> _Task list_:
• 1. Reproduce the boat rulebook post between "Now, to retie" and "for the boat).", inclusive.
• 2. According to the boat rulebook post, how far was the boat from the dock at high tide?

Saturday, November 18, 2017

New additions to the Hunsinger boat rulebook

1.  From here on out, we shall NEVER let somebody sight unseen handle our boat, move our boat, look funny at our boat.  Never.

Our boat needed to be moved to have the generator replaced and a boat captain (supposedly from Boat US) moved it for us.  They were also SUPPOSED to contact Tim and have a chit chat with him about the boat. Nope,  and evidently said Capt. and/or crew didn’t go to “how to tie off a boat” school because when I got to the boat last night I almost didn’t have a way on.

High tide and the boat is three feet from the dock.  I am tall, but come on folks.

So it turned into a tug boat really hard (my back says, gee thanks) get ladder down, tug really hard again and do this Spider-Man swing maneuver over onto ladder.  Oh, and it’s dark out. NO lights.  I planned for how can I fall in the drink without concussing myself.  Success. Heart rate through roof.

Now, to retie boat.  First, trip over extra dock lines that weren’t stowed away or even nicely coiled up.  Roll my foot on more dock line and power cord, grab for lifeline, but our usually not used gate is WIDE open.  WTF?  Averted going into drink again (one hand for the boat).

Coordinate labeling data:
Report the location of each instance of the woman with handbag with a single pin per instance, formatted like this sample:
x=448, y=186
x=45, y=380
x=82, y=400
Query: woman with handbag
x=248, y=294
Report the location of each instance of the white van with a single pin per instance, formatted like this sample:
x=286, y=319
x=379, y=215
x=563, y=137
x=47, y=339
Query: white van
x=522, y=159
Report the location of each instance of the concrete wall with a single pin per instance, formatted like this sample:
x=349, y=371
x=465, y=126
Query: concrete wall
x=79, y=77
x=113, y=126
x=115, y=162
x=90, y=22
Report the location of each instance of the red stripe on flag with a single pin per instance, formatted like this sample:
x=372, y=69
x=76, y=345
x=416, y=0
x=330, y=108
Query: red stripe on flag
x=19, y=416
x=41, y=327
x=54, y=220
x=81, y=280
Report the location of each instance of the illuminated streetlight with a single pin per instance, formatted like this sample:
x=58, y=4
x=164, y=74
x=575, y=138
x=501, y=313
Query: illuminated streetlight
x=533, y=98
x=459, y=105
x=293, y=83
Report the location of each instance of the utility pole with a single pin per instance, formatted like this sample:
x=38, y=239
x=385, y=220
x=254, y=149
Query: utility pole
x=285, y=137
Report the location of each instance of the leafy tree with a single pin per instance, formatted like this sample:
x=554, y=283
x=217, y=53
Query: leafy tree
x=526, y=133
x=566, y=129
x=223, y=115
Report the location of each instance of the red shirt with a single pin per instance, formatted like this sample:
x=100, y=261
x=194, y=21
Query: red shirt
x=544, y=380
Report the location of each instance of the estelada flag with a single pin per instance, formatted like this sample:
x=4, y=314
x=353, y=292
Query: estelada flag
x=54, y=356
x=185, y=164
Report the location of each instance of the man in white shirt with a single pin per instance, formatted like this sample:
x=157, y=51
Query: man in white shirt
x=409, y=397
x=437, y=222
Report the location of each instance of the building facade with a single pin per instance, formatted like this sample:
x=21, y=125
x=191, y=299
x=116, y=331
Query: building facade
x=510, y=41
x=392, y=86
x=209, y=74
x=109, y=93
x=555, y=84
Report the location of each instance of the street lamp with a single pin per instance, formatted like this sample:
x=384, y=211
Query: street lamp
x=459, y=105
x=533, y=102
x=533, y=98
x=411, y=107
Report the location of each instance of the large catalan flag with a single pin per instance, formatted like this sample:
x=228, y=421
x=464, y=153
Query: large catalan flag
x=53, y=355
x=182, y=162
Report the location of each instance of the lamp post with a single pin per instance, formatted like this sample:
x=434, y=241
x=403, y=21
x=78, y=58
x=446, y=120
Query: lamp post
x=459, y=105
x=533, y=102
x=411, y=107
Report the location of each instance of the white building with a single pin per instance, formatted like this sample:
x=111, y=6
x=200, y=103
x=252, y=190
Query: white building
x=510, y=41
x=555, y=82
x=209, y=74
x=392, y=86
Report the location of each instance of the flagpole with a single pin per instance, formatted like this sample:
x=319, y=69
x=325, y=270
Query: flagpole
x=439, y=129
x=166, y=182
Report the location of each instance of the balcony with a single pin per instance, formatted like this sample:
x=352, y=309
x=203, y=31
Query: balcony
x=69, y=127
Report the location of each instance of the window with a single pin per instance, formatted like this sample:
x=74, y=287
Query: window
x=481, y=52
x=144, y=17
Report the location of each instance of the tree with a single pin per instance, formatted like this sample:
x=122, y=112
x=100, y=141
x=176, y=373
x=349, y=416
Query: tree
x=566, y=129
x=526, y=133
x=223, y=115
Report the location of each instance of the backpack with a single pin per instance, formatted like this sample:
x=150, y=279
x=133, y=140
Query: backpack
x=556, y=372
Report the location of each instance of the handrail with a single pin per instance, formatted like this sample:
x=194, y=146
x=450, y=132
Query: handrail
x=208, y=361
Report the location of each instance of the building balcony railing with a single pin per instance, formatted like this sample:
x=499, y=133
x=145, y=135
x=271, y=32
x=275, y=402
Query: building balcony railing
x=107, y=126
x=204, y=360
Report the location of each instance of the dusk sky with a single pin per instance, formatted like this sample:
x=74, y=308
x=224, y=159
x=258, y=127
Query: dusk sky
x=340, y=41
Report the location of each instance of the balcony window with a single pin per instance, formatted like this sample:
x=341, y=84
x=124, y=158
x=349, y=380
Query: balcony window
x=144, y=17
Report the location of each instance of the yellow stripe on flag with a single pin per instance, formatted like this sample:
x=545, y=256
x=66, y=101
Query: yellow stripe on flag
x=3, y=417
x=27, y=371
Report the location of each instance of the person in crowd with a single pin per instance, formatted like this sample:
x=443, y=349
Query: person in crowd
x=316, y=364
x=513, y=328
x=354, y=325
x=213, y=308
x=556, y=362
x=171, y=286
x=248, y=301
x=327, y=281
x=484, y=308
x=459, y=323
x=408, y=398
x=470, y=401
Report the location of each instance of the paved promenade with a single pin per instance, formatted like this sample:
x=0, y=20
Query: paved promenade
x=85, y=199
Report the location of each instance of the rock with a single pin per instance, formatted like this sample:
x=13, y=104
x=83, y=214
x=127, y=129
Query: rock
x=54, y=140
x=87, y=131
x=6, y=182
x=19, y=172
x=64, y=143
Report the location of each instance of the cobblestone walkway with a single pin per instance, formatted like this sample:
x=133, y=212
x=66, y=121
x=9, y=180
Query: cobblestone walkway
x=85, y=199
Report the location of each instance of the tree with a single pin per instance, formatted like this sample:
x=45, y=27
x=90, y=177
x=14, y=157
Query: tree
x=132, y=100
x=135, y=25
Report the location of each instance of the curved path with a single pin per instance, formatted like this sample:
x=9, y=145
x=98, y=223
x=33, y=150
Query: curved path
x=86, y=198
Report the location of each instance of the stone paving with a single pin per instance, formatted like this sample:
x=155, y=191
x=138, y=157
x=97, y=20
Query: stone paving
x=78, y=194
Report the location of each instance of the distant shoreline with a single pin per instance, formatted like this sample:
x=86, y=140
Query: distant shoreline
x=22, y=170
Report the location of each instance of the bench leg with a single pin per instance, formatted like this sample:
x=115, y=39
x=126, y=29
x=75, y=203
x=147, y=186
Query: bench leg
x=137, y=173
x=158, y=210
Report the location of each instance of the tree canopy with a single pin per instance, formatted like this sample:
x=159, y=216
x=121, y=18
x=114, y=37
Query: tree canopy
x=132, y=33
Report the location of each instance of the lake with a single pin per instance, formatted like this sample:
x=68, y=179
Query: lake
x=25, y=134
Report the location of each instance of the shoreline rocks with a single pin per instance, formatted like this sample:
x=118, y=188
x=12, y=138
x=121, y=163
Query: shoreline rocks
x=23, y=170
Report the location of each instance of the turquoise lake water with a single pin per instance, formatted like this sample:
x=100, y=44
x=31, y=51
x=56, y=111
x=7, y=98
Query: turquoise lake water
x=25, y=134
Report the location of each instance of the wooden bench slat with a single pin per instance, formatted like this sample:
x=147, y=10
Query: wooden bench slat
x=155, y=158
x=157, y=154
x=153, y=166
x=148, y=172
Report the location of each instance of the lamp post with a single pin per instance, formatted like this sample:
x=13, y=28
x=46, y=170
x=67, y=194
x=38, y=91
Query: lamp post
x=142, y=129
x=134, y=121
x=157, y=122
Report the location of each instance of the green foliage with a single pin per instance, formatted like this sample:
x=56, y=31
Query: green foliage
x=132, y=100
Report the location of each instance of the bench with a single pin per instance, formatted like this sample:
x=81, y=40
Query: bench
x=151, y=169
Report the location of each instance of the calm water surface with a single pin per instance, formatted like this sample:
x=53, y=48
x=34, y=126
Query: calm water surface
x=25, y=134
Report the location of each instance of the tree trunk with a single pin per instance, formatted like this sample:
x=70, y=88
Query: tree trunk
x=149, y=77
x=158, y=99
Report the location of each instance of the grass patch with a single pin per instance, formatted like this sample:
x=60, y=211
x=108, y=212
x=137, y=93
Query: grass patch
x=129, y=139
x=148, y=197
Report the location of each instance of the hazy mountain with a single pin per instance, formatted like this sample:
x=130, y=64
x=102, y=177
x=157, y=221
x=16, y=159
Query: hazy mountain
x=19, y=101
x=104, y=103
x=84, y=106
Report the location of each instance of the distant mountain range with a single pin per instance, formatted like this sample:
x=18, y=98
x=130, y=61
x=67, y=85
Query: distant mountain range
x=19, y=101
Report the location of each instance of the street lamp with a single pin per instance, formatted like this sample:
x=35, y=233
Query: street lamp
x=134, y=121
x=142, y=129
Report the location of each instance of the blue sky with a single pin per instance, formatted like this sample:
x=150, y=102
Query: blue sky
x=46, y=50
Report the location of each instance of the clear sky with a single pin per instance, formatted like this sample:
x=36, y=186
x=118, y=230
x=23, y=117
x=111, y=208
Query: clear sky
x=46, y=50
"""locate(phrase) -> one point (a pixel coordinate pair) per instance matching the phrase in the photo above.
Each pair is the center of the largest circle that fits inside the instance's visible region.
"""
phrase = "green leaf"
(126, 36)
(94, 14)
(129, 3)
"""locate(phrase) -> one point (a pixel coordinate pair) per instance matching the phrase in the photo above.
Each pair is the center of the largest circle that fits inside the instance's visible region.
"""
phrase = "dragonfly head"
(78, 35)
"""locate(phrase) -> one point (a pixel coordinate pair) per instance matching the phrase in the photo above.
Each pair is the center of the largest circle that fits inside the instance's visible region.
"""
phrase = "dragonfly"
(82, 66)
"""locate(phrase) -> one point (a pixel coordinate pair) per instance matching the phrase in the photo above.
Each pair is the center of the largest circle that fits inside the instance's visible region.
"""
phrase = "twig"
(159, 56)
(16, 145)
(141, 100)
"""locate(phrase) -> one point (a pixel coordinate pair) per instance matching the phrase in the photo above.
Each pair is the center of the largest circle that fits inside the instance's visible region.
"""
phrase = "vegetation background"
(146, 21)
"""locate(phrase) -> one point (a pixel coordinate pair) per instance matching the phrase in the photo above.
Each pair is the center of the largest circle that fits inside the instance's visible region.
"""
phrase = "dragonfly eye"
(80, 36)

> _Written answers_:
• 1.
Now, to retie boat.  First, trip over extra dock lines that weren’t stowed away or even nicely coiled up.  Roll my foot on more dock line and power cord, grab for lifeline, but our usually not used gate is WIDE open.  WTF?  Averted going into drink again (one hand for the boat).

• 2. Three feet.